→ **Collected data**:
*****
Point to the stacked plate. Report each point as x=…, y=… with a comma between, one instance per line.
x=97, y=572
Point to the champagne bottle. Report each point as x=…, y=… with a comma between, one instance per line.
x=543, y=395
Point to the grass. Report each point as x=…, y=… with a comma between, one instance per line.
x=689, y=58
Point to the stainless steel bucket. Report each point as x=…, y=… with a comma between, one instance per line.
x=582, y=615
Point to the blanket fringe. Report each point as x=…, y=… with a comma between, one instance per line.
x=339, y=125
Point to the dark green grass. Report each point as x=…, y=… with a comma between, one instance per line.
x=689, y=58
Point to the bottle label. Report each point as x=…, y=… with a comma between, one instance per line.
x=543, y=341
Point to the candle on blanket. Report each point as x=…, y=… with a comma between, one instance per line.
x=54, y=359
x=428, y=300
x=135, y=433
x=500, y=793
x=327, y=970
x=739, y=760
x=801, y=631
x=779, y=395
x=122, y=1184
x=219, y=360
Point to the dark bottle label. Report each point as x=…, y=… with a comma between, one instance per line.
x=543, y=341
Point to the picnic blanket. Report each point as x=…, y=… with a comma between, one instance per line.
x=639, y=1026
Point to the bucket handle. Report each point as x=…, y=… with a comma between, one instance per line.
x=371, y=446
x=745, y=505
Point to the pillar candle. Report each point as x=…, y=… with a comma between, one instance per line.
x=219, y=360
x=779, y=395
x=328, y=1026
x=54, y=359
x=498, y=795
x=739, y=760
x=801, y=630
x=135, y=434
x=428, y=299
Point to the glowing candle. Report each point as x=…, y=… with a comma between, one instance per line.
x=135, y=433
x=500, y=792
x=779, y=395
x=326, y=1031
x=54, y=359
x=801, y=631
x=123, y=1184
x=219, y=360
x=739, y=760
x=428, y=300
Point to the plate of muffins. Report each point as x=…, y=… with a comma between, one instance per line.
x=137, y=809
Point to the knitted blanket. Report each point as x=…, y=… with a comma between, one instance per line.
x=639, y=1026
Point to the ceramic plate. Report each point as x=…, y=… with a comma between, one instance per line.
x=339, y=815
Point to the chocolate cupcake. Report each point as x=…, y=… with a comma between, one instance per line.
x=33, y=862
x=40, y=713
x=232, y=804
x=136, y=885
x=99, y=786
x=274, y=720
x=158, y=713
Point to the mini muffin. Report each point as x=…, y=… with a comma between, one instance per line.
*****
→ **Task details**:
Rename every occurrence of "candle" to "lantern" throughout the records above, keeping all other text the same.

→ **Task result**:
Point to the stacked plate. Report each point as x=…, y=… with a comma between, one instance per line.
x=97, y=572
Point to the champagne bottle. Report each point as x=…, y=… with a comma between, one instance per line.
x=543, y=395
Point to the grass. Report each point as x=…, y=… with a comma between, one instance per line.
x=689, y=58
Point to the stainless steel bucket. Report each point as x=…, y=… with a comma between, one instance per line.
x=582, y=615
Point to the blanket fringe. Report each point as x=…, y=… with a comma between, one instance per line.
x=339, y=125
Point to the dark green grass. Report each point as x=…, y=… with a comma between, one instance per line.
x=689, y=58
Point to the bottle label. Report each point as x=…, y=… with a comma between, one instance per line.
x=543, y=341
Point to the lantern on blanket. Report each point as x=…, y=… with a comma between, one instance per line.
x=54, y=359
x=428, y=300
x=135, y=433
x=500, y=793
x=327, y=970
x=739, y=760
x=801, y=631
x=779, y=395
x=122, y=1184
x=219, y=360
Point to the dark bottle label. Report each point as x=…, y=… with a comma between, one instance per line.
x=543, y=341
Point to the picnic blanket. Report each point as x=…, y=… with a comma between, one instance per line.
x=639, y=1026
Point to the bucket handle. Report each point as x=…, y=… with a comma between, one instance per line.
x=371, y=446
x=745, y=505
Point to the pillar lantern. Report each point as x=…, y=… with a comma between, one instance per line.
x=219, y=360
x=779, y=395
x=328, y=1026
x=54, y=359
x=498, y=795
x=739, y=760
x=801, y=630
x=135, y=434
x=428, y=299
Point to the glowing lantern. Report each point as x=…, y=… with a comma between, one instance per line.
x=135, y=433
x=500, y=792
x=779, y=395
x=326, y=1031
x=54, y=359
x=801, y=631
x=123, y=1184
x=219, y=360
x=739, y=760
x=428, y=300
Point to the plate of muffins. Report each point as x=…, y=… with a comma between, one instance per line.
x=137, y=809
Point to the knitted blanket. Report each point as x=…, y=… with a comma between, one instance per line.
x=639, y=1026
Point to the ceramic plate. Report each point as x=…, y=… with a comma between, one instance per line.
x=339, y=815
Point to the chocolate cupcake. Report each point as x=…, y=… with a comma between, one instance per line.
x=33, y=862
x=40, y=713
x=232, y=804
x=136, y=885
x=99, y=786
x=274, y=720
x=158, y=713
Point to the mini muffin. Report each point as x=…, y=… with a comma between, one instance per line.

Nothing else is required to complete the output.